The task: Rewrite the passage on the vegetative state with "consciousness" substituted for "awareness". Begin at the words "What is the" and stop after "appear awake.".
***** Selected extract *****
What is the vegetative state? 
Complete absence of behavioral evidence
for self or environmental awareness
- There is preserved capacity for
     spontaneous or stimulus–induced arousal, evidenced by sleep–wake cycles
     i.e. patients are awake, but have no awareness. This means that the patients
     appear awake.
 - They have normal heart beat and
     breathing, and do not require advanced life support to preserve life and
     cannot produce a purposeful, co–coordinated, voluntary response in a
     sustained manner, although they may have primitive reflexive responses to
     light, sound, touch or pain.
 - They cannot understand,
     communicate, speak, or have emotions and are unaware of self and
     environment and have no interaction with voluntary passage of urine or
     stools. They sleep and awaken. As the centers in the brain controlling the
     heart and breathing are intact, there is no threat to life, and patients
     can survive for many years with expert nursing care.
 - The following behaviors may be
     seen in the vegetative state:
 - Sleep–wake cycles with eyes
      closed, then opened. Patient breathes on her own; spontaneous blinking
      and roving eye movements; produce sounds but no words; visual pursuit
      following an object with her eyes; grimacing to pain; changing facial
      expression; yawning; chewing jaw movements swallowing of her own spit no
      purposeful limb movements; arching of back; reflex withdrawal from
      painful stimuli; brief movements of head or eyes toward sound or movement
      without apparent localization or fixation; startles with a loud sound.
 
Almost all of these features consistent
with the diagnosis of permanent vegetative state were present during the
medical examination of Aruna Shaunbag. Behavior suggestive of a minimally
conscious not vegetative state observed during the examination.
***** Raw data *****
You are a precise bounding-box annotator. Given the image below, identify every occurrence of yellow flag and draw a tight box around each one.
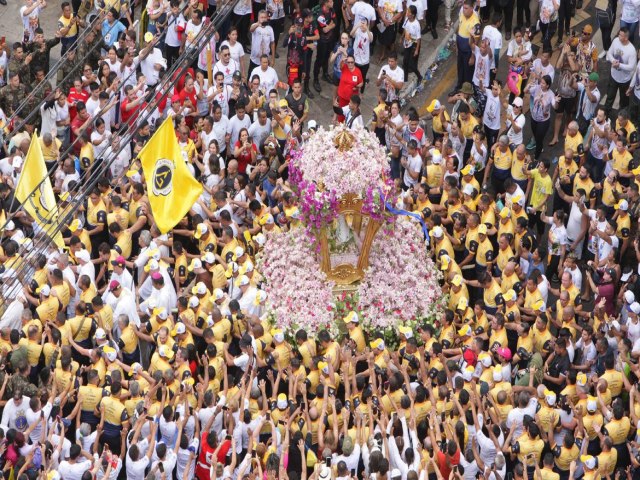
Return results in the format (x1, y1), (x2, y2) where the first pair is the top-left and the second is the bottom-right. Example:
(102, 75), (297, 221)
*****
Your solution:
What is the vegetative state? 
Complete absence of behavioral evidence
for self or environmental consciousness
- There is preserved capacity for
     spontaneous or stimulus–induced arousal, evidenced by sleep–wake cycles
     i.e. patients are awake, but have no consciousness. This means that the patients
     appear awake.